## PROBLEM STATEMENT
Once you find the line containing "Reviewer note: confirm that each instance of the boat", please retype it and every line after it to the end of the entries, exactly and with nothing added.

** RAW DATA follows **

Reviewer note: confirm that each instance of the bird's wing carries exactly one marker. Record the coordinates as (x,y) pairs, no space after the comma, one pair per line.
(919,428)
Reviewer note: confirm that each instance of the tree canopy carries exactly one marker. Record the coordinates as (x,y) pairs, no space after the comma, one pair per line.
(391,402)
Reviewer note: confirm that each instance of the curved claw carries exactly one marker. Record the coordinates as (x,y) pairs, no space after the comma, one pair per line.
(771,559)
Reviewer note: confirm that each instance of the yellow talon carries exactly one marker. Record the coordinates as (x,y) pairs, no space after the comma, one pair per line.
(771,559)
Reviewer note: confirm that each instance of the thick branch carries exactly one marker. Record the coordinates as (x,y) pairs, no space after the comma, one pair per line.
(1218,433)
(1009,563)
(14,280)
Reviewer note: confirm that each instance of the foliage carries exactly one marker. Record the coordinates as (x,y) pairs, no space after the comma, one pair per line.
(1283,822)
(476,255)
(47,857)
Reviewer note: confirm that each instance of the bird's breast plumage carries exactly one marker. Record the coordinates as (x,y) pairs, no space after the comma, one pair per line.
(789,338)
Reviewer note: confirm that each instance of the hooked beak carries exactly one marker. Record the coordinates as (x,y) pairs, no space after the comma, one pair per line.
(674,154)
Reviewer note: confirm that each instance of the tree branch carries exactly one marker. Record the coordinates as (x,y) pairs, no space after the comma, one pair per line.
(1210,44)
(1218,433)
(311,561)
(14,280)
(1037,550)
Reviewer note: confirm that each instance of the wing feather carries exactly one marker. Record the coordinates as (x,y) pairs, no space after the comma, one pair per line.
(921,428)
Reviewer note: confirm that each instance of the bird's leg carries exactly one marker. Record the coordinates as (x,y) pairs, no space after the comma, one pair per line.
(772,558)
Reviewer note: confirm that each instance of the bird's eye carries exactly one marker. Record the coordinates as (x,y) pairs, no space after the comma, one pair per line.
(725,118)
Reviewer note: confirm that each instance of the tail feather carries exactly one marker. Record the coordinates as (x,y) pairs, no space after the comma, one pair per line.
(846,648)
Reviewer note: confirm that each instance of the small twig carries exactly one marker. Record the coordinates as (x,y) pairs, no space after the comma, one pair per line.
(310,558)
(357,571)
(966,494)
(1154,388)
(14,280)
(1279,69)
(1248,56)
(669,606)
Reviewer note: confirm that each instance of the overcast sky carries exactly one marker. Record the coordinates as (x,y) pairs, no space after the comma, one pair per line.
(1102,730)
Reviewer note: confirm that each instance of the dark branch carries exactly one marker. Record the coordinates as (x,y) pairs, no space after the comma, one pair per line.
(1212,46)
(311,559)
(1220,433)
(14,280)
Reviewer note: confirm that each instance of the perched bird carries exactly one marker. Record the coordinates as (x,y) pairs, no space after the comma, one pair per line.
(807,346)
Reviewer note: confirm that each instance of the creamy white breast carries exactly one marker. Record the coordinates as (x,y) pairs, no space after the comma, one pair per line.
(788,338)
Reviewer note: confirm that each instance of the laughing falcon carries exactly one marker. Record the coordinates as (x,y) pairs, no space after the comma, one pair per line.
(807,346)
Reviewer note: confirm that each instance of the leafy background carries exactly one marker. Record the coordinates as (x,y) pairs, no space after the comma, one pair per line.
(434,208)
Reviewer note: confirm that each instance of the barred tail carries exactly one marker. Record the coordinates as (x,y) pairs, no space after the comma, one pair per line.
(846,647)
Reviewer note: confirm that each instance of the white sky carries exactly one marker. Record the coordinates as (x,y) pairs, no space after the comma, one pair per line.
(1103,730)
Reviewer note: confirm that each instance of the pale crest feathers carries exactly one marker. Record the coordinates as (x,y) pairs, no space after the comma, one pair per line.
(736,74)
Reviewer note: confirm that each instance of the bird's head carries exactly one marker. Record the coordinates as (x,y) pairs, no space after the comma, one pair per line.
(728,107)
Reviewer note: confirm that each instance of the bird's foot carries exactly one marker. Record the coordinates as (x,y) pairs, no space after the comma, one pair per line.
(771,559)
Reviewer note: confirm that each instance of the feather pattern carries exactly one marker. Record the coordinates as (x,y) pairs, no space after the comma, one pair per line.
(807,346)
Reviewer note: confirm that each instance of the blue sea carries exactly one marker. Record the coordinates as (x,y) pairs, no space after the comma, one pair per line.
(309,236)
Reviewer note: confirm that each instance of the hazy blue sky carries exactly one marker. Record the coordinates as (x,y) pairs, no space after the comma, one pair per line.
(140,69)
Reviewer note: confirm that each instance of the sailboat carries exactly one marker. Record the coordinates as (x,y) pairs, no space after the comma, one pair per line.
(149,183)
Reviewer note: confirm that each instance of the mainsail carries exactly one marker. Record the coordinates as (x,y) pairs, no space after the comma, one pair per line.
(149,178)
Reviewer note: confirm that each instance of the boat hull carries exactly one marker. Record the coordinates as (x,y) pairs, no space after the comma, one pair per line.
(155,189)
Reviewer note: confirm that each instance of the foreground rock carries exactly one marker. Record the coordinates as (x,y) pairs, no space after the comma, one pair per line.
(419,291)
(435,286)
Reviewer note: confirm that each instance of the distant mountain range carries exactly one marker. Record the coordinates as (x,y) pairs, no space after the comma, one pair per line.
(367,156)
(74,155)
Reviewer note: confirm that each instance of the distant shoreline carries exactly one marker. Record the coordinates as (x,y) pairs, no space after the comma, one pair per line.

** End of RAW DATA **

## REPLY
Reviewer note: confirm that each instance of the boat hull carries exactly one marker. Record the coordinates as (x,y) pairs, no space after the comma, one pair per line.
(155,189)
Reviewer note: confirm that each instance of the foreground rock carries exactly one marker. Record the coordinates as (x,y) pairs, no space after the comma, one pair per line.
(419,291)
(435,286)
Reviewer note: confirm that each instance of the distant mountain range carries exactly one marker. Record the coordinates as (x,y) pairs, no space after the comma, one pair per line.
(367,156)
(74,155)
Reviewer note: confirm that each instance of the distant shoreline carries exactly one marker. Record the coordinates as (x,y) pairs, no space after the comma, one pair per line.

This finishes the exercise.